(Items from a dataset)
BEGIN
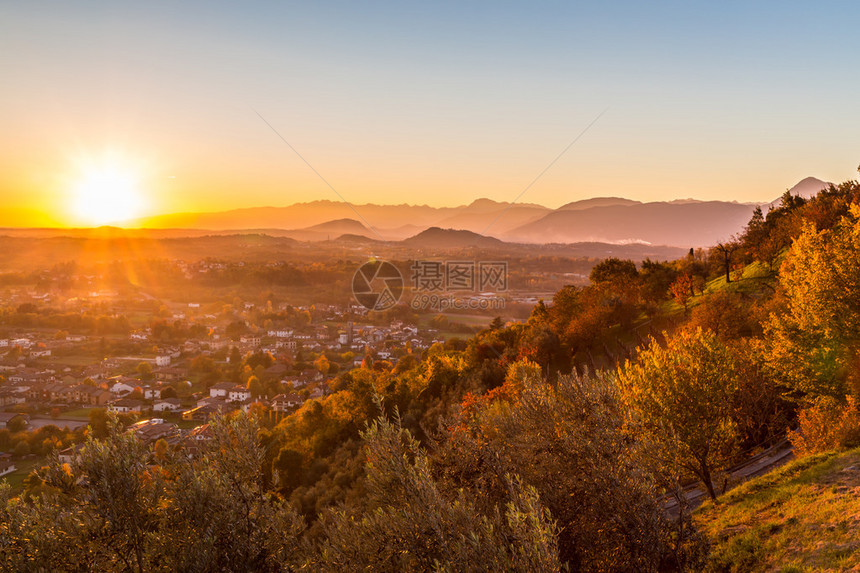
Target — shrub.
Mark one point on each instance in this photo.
(826, 425)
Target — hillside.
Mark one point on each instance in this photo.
(437, 238)
(804, 516)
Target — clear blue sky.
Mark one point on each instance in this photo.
(430, 102)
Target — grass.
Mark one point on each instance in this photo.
(802, 517)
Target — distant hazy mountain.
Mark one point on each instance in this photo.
(597, 202)
(806, 188)
(436, 238)
(682, 222)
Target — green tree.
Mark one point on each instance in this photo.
(416, 525)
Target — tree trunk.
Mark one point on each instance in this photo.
(706, 479)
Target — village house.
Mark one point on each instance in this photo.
(125, 405)
(238, 394)
(167, 405)
(220, 389)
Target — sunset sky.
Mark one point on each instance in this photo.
(152, 107)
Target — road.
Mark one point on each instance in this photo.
(760, 464)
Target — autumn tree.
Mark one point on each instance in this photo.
(681, 397)
(569, 441)
(415, 524)
(681, 290)
(722, 254)
(814, 345)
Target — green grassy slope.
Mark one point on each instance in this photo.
(802, 517)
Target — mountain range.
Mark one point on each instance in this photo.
(686, 223)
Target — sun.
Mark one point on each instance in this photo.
(106, 193)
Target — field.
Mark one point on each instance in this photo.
(802, 517)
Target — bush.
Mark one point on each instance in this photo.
(826, 425)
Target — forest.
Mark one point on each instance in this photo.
(550, 444)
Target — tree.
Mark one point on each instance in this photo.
(569, 441)
(120, 506)
(613, 270)
(723, 252)
(681, 396)
(814, 344)
(416, 524)
(681, 289)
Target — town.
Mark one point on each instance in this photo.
(180, 366)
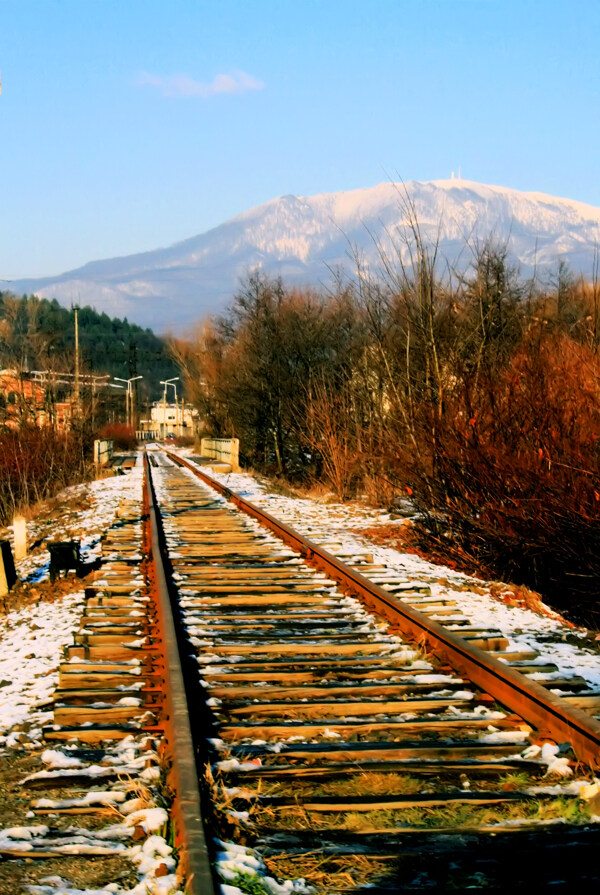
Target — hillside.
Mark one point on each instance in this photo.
(305, 238)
END
* Assignment:
Each line above must be set down exactly, though no picture should be carried over.

* Output:
Target — shrub.
Mark one point on each instance in this photo.
(826, 425)
Target — hillside.
Mark one point on each instance in this photo.
(437, 238)
(804, 516)
Target — clear blue sky.
Mark one point on each instance in this photo.
(430, 102)
Target — grass.
Mark one point on each instance in this photo.
(802, 517)
Target — distant hazy mountain.
Mark one point on each instance in this photo.
(597, 202)
(806, 188)
(436, 238)
(682, 222)
Target — green tree.
Mark one point on each instance in this photo.
(416, 525)
Target — tree trunk.
Mark one point on each instance in this photo.
(706, 479)
Target — village house.
Mark one point on each instance in this photo.
(125, 405)
(238, 394)
(167, 405)
(220, 389)
Target — sunset sky.
Mark one point on each instance in this photo.
(152, 107)
Target — road.
Mark one point on each instance in this photo.
(760, 464)
Target — autumn tree.
Mark one point on each instance in this photo.
(681, 397)
(569, 441)
(415, 524)
(681, 290)
(722, 254)
(814, 345)
Target — green grassy slope.
Mark one point on each instance in this photo.
(802, 517)
Target — mountain range.
Mark one point on each instance in this photo.
(686, 223)
Target — sun.
Mark one point on each instance in this photo.
(106, 193)
Target — field.
Mark one point on each instance in this photo.
(802, 517)
Target — bush.
Mark one point on each instance in this photo.
(826, 425)
Target — forest.
Mark one point on each instance in this photo.
(550, 444)
Target — tree.
Mark one point on each instance in this photo.
(569, 441)
(120, 506)
(613, 270)
(723, 252)
(681, 396)
(814, 344)
(416, 524)
(681, 289)
Target — town.
Mark one point on each instance in this photo.
(180, 366)
Target — hillside.
Mark one point on each instance in this photo.
(305, 238)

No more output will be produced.